The Mornin' Mail is published every weekday except major holidays
Tuesday, July 16, 2002 Volume XI, Number 20

did ya know?

Did Ya Know?. . .The Fair Acres Family YMCA is currently accepting registrations for a Co-ed Sand Volleyball League. The league will be held on Tues. nights and will run for 6 weeks. Cost is $100 per team and the deadline for registration is July 17th. For more information call 358-1070.

Did Ya Know?. . .The next Diabetes Support Group will be from 4-5 p.m. on Wed., July 24th in the McCune-Brooks Hospital dining room. Beckah Emeterio will speak about the services, books and resources available through the American Diabetes Association.

Did Ya Know?. . .Covenant World Outreach, 2623 S. Chapel Rd., is having a "Bug Safari" Vacation Bible School from 6:30-9 p.m., July 22nd-26th. Preschool through 6th grade are invited. Call 359-8500 for more information.

today's laugh

It does get windy up around Chicago way. But it has its benefits. During the last storm, my car got 580 miles to the gallon.

The young lady was sitting around the house knitting little booties. Watching her happily, her mother said to a visitor, "I’m so glad she’s interested in something besides men."

It really stormed last night. I saw the animals at the zoo going inside two by two.


A Chronological Record of Events as they have Transpired in the City and County since our last Issue.


Dr. Wise and Party Flood Bound in Kansas Several Days.

Dr. and Mrs. D. Wise, Dr. and Mrs. S. X. Coronnier, of Avilla, and Don Hamilton drove in last night from a two weeks fishing trip which they took in a wagon, going via Joplin, Galena, Baxter Springs, Chetopa, and Coffeyville, to Bartlesville, I. T. They encountered much high water as a result of the heavy rains, and did much wading. They were floodbound two days at Coffeyville, Kan. They caught plenty of fish enroute and had a generally delightful outing.

George Hough, the thresherman, was in from northeast of town today and reports that so great is the harvest and the rush to get done before another rain that women and children are in the fields helping handle the wheat crop.

  Today's Feature

Migration Leads to Increase in Missouri's Population.

From 1990 to 2000, the United States Census Bureau reports that 258,585 more people moved into Missouri than moved away. That shift in migration lead to a 9.3 percent increase in Missouri's population according to Daryl Hobbs, director of the Office of Social and Economic Data Analysis at the University of Missouri.

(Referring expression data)
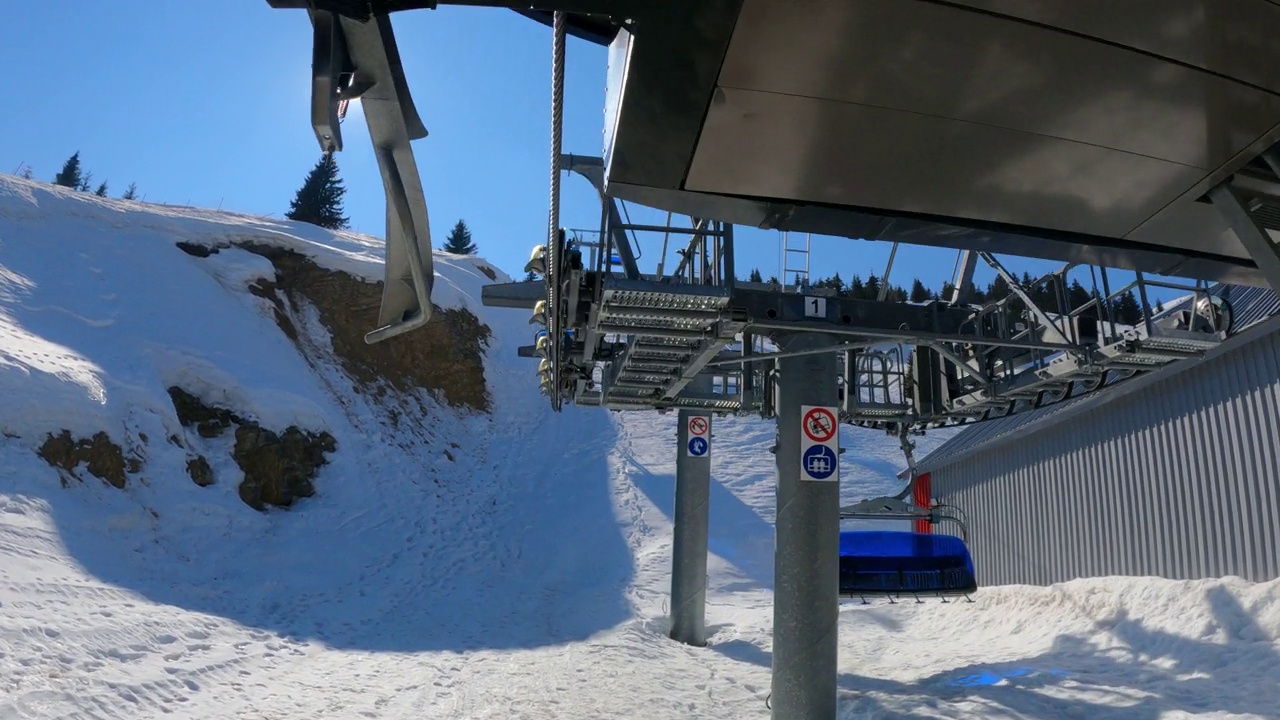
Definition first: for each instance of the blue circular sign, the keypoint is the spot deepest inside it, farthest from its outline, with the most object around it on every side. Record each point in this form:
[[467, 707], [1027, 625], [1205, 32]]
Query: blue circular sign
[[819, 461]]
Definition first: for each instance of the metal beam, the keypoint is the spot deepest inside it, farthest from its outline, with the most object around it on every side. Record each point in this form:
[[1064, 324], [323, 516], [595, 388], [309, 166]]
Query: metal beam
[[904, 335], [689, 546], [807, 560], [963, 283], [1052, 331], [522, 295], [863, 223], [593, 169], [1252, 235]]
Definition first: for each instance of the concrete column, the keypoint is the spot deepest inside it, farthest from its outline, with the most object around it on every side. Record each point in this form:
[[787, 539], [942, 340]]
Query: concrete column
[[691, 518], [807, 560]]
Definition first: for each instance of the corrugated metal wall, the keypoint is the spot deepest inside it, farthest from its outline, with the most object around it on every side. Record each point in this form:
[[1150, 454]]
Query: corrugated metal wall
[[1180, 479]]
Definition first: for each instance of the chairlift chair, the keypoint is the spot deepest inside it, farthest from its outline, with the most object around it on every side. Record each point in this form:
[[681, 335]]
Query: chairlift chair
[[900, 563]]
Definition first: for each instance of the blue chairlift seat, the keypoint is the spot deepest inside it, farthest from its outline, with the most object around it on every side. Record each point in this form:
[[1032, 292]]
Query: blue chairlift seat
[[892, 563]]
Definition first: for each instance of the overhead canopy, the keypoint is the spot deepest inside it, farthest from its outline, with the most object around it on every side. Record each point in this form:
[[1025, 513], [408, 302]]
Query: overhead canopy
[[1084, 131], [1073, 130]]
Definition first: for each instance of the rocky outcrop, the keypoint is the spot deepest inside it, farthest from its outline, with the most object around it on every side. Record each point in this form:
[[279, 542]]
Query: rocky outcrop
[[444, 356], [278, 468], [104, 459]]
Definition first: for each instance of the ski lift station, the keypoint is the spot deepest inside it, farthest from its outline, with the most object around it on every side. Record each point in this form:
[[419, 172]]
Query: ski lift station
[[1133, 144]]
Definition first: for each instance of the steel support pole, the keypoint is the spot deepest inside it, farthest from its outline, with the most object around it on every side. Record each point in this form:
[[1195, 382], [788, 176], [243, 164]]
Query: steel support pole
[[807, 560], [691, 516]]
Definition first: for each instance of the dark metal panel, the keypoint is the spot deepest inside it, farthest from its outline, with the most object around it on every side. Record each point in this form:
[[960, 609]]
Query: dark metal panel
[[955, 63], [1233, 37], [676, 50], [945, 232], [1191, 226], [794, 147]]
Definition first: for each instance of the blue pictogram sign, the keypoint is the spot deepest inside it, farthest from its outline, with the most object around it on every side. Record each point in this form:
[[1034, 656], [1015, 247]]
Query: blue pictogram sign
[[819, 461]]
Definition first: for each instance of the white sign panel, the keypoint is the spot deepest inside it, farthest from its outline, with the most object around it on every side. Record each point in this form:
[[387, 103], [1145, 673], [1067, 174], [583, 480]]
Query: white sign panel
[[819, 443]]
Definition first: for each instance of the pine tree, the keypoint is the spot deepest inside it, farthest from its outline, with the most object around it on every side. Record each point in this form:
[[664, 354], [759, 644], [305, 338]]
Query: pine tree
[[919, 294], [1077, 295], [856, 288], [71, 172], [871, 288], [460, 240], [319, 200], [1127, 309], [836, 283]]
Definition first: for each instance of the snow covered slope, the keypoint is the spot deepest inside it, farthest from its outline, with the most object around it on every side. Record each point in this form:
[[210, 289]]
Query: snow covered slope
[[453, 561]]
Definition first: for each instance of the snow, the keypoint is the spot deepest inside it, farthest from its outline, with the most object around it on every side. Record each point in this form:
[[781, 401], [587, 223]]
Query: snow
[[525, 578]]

» Directions:
In the newsletter text, list in order every town named as part of the route of the Wise party's wagon fishing trip.

» The completed task:
Joplin, Galena, Baxter Springs, Chetopa, Coffeyville, Bartlesville